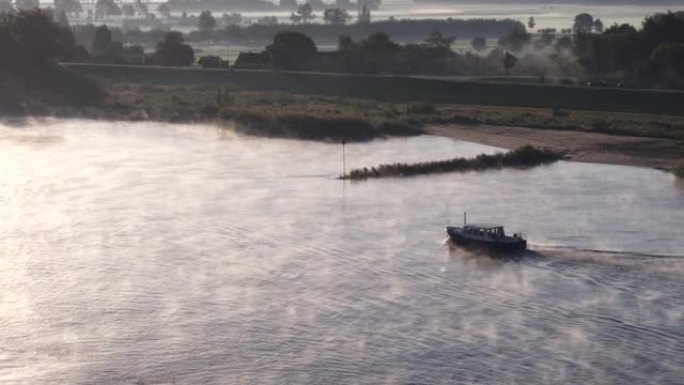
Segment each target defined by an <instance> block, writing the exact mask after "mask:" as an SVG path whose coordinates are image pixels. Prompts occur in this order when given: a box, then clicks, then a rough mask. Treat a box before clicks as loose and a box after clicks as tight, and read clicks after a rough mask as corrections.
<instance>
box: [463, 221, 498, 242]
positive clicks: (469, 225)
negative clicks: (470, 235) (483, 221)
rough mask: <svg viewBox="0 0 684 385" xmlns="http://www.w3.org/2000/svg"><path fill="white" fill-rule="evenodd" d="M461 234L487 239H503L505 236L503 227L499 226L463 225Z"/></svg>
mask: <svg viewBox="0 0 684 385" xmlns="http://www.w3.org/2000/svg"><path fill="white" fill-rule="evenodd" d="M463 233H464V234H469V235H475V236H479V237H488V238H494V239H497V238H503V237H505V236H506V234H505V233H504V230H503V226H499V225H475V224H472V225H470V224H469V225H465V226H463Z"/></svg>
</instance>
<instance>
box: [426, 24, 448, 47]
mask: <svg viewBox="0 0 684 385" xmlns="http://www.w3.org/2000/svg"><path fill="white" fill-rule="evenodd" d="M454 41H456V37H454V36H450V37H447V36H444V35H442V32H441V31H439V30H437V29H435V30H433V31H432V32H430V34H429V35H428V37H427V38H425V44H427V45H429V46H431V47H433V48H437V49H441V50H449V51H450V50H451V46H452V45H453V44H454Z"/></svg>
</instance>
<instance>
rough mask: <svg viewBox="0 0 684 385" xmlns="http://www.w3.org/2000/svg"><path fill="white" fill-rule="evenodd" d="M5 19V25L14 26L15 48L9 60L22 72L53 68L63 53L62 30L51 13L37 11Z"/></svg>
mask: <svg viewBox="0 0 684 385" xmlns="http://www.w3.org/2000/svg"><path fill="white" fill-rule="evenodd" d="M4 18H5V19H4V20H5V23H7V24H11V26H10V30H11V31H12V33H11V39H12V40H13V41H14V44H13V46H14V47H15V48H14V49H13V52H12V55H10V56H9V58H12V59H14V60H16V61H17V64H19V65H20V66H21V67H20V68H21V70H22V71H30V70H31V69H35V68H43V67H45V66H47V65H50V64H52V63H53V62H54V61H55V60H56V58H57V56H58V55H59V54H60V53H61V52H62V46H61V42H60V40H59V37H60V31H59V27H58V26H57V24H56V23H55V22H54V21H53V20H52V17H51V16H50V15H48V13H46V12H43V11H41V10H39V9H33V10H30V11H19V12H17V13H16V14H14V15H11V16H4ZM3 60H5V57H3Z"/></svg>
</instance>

========================

* [Your objective] Revise the material above by replacing every "rough mask" with "coarse mask" and keeping everything else the same. Omit the pictures from your answer.

* [Exercise solution]
Segment each target defined by an <instance> block, writing the exact mask after "mask:" as an SVG path whose coordinates are image pixels. Prompts occur in this order when given: a box, then clicks, then a coarse mask. Treat a box before clicks as loose and a box after clicks as tight, and read clicks after a coarse mask as corrections.
<instance>
box: [463, 221, 498, 242]
positive clicks: (469, 225)
negative clicks: (470, 235) (483, 221)
coarse mask: <svg viewBox="0 0 684 385" xmlns="http://www.w3.org/2000/svg"><path fill="white" fill-rule="evenodd" d="M461 234L487 239H503L505 236L503 227L499 226L463 225Z"/></svg>
mask: <svg viewBox="0 0 684 385" xmlns="http://www.w3.org/2000/svg"><path fill="white" fill-rule="evenodd" d="M463 233H464V234H469V235H475V236H479V237H488V238H494V239H497V238H503V237H505V236H506V234H505V233H504V230H503V226H499V225H475V224H472V225H470V224H469V225H465V226H463Z"/></svg>
</instance>
<instance>
box: [426, 24, 448, 47]
mask: <svg viewBox="0 0 684 385" xmlns="http://www.w3.org/2000/svg"><path fill="white" fill-rule="evenodd" d="M454 41H456V37H454V36H450V37H447V36H444V35H442V32H441V31H439V30H437V29H435V30H433V31H432V32H430V34H429V35H428V37H427V38H425V44H427V45H429V46H431V47H433V48H437V49H441V50H449V51H450V50H451V46H452V45H453V44H454Z"/></svg>
</instance>
<instance>
coarse mask: <svg viewBox="0 0 684 385" xmlns="http://www.w3.org/2000/svg"><path fill="white" fill-rule="evenodd" d="M5 19V25L14 26L15 48L9 60L22 72L53 68L63 53L62 30L51 13L37 11Z"/></svg>
mask: <svg viewBox="0 0 684 385" xmlns="http://www.w3.org/2000/svg"><path fill="white" fill-rule="evenodd" d="M4 18H5V19H4V20H5V23H7V24H11V26H10V30H11V31H12V33H11V39H12V40H13V41H14V44H13V46H14V47H15V48H14V49H13V52H12V55H10V56H9V58H12V59H14V60H16V61H17V64H19V65H20V66H21V67H20V68H21V70H22V71H30V70H31V69H35V68H43V67H45V66H47V65H50V64H52V63H53V62H54V61H55V60H56V58H57V56H58V55H59V54H60V53H61V52H62V46H61V42H60V40H59V37H60V31H59V27H58V26H57V24H56V23H55V22H54V21H53V20H52V17H51V16H50V15H48V13H46V12H43V11H41V10H39V9H33V10H30V11H19V12H17V13H16V14H14V15H11V16H4ZM3 60H5V57H3Z"/></svg>
</instance>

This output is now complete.